[A data block]
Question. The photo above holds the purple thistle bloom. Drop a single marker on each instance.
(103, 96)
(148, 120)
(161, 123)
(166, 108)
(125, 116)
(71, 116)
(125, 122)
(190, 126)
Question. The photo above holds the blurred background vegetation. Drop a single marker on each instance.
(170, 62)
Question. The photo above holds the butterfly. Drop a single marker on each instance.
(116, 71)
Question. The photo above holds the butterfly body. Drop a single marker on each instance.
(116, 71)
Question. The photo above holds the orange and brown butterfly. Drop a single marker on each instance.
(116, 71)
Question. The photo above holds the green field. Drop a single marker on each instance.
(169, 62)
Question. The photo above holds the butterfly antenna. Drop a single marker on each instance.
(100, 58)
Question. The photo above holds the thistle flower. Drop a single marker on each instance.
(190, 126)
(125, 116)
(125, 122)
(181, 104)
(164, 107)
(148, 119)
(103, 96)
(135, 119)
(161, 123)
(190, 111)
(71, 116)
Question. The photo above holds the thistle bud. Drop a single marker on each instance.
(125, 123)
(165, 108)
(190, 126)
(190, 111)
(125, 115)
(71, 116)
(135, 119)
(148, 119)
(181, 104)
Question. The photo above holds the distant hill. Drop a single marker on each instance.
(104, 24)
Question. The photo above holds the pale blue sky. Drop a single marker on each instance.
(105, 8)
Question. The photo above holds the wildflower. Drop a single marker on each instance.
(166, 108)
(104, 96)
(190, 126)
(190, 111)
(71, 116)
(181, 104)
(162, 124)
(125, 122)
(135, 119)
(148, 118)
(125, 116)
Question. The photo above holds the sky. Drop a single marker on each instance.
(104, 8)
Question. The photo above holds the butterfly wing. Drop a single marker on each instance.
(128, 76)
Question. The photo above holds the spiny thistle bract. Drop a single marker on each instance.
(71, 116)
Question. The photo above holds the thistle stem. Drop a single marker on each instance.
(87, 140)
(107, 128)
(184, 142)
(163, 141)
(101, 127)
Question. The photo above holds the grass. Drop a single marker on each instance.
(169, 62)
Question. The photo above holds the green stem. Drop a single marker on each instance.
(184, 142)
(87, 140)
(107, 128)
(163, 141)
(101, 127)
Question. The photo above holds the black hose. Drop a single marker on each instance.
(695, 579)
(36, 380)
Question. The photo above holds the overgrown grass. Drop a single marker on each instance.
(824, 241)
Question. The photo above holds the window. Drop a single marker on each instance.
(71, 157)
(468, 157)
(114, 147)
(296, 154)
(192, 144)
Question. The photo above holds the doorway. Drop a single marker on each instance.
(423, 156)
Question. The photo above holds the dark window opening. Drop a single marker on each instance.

> **Written exercise**
Reproduce every entry above, swapping each occurrence of "Drop a single marker" for "Place one point" and leaving the rest untouched.

> **Response**
Question. The photo above holds the purple thistle bloom. Place one point on each instance.
(103, 96)
(148, 120)
(161, 123)
(166, 108)
(125, 116)
(71, 116)
(125, 122)
(190, 126)
Question. The photo above holds the blurred background vegetation. Place one point on each instance.
(170, 62)
Question. The photo above holds the butterfly. Place one point on each instance.
(116, 71)
Question. The photo above holds the butterfly body. Place one point on each instance.
(116, 71)
Question. The photo above holds the orange and brown butterfly. Place one point on each instance.
(116, 71)
Question. The photo above holds the green field. Place one point on each instance.
(169, 62)
Question. The photo above holds the butterfly antenna. Place one point on each instance.
(100, 58)
Question. The photo above holds the thistle flower. Place one point on each instance.
(190, 126)
(125, 116)
(125, 122)
(181, 104)
(164, 107)
(148, 119)
(103, 96)
(135, 119)
(161, 123)
(190, 111)
(71, 116)
Question. The photo above holds the thistle bud. Place one point on each instance.
(125, 123)
(165, 108)
(190, 126)
(190, 111)
(125, 115)
(71, 116)
(135, 119)
(148, 119)
(181, 104)
Question. The photo above holds the distant hill. Place one point on each instance.
(104, 24)
Question. The photo above holds the pale blue sky. Place one point on each instance.
(105, 8)
Question. The photo above holds the wildflower. Place one point on each instance.
(166, 108)
(104, 96)
(190, 126)
(190, 111)
(71, 116)
(181, 104)
(162, 124)
(125, 122)
(135, 119)
(148, 118)
(125, 116)
Question. The photo above holds the sky. Place one point on each instance.
(104, 8)
Question. The photo above holds the butterfly wing. Place one point on each instance.
(128, 76)
Question. The photo above holds the spiny thistle bract. Place one point on each instance.
(71, 116)
Question. The photo above holds the thistle stem. Place one point on each instance.
(87, 140)
(107, 128)
(184, 142)
(163, 141)
(101, 127)
Question. The photo above holds the grass. Place one point on each instance.
(169, 62)
Question. The photo above holds the green stem. Place one point on each instance.
(184, 142)
(87, 140)
(107, 128)
(163, 141)
(101, 127)
Question. The photo above holds the black hose. Place one point on each instance.
(695, 579)
(36, 380)
Question. The photo above holds the overgrown grass. Place one point on each instance.
(824, 241)
Question. The photo above holds the window. Place one point on each instance.
(71, 157)
(468, 157)
(114, 147)
(296, 154)
(192, 144)
Question. The photo above holds the doorway. Place one point on each instance.
(423, 156)
Question. The photo above holds the dark window opening. Place one point on each instance.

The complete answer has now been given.